--- Start of TEXT PASSAGE ---
It has been sung in English pubs for at least three centuries. Cecil Sharp collected it in the early 20th century as part of his English folk song surveys, and it appears in multiple regional variants across the Midlands, West Country and East Anglia.

Best for: Group sing-alongs where audience participation is the point.

3. Drink to Me Only with Thine Eyes

Based on a poem by Ben Jonson from 1616, this song sits at the more refined end of the tradition. Jonson's lyrics draw on an ancient Greek source - a letter from Philostratus - but the melody used today dates from the early 19th century. The result is a gentle, romantic drinking song with literary credentials that most pub songs cannot claim.

It became popular across drawing rooms and parlours as well as taverns, which explains its survival as a singable standard rather than a folk specialist's favourite. The tune is one of the most recognisable in English song.

Best for: Weddings, formal dinners, events where the old English drinking song tradition needs to be introduced without the rowdiness.

4. Good Ale for My Money

A 17th-century broadside ballad and one of the most direct celebrations of ale in the tradition. The song makes no apologies for its subject: good ale is worth paying for, good company is worth celebrating, and the alehouse is the best place on earth. Broadside ballads like this one were a staple of English drinking culture, with alehouse-keepers pasting them up on the walls to attract drinkers, and Good Ale for My Money was among the most commonly displayed.

The song exists in several variants, and its plainspoken enthusiasm has made it a touchstone for folk historians studying 17th-century English drinking culture.

Best for: Historical folk events, themed pub nights, anyone who wants a song that makes no pretence about what it is.

5. Come, Landlord, Fill the Flowing Bowl

A round song - meaning it was designed to be sung by a group, with each voice entering at staggered intervals - Come, Landlord, Fill the Flowing Bowl dates from at least the 17th century and possibly earlier. The lyrics celebrate wine, ale and company, dismissing the man who drinks alone as a poor soul missing the point entirely.

Round songs were popular in English alehouses because they required no accompaniment, rewarded singers who could hold their part despite the noise around them, and got louder as more voices joined in. This one has held its place in the repertoire because the melody is strong enough to survive even enthusiastic amateur performance.

Best for: Group vocal events, folk sessions, casual gatherings where everyone knows at least one part.
--- End of TEXT PASSAGE ---
_YOUR INSTRUCTIONS_
Decide whether each statement agrees with the text on English drinking songs above: (a) The melody now used for Drink to Me Only with Thine Eyes dates from 1616. (b) Alehouse-keepers pasted broadside ballads on their walls to attract drinkers. (c) Round songs needed instrumental accompaniment. Answer yes or no for each and quote the text's deciding words.
--- Start of LISTED ENTRIES ---
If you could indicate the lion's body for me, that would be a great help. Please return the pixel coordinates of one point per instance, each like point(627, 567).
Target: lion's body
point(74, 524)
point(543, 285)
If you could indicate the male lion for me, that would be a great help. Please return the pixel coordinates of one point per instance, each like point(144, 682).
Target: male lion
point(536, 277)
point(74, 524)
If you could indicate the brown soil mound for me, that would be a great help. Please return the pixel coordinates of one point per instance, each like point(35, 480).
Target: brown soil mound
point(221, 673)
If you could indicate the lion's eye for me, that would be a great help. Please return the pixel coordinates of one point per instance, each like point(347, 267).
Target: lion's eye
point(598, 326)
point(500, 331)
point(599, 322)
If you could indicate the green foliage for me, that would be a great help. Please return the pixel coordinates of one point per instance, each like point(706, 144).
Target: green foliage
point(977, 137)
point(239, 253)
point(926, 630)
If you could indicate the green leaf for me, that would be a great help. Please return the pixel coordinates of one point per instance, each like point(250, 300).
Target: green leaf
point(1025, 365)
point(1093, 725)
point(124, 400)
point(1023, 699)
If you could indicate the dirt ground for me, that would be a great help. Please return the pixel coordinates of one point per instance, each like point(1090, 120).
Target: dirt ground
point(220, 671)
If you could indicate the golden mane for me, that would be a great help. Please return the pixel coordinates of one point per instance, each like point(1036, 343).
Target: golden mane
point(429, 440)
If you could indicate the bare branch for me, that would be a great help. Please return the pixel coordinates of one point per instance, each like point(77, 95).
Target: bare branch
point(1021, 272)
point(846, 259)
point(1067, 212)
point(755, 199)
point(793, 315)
--- End of LISTED ENTRIES ---
_ANSWER TO THIS TASK_
(a) No: "the melody used today dates from the early 19th century."
(b) Yes: "with alehouse-keepers pasting them up on the walls to attract drinkers"
(c) No: "they required no accompaniment"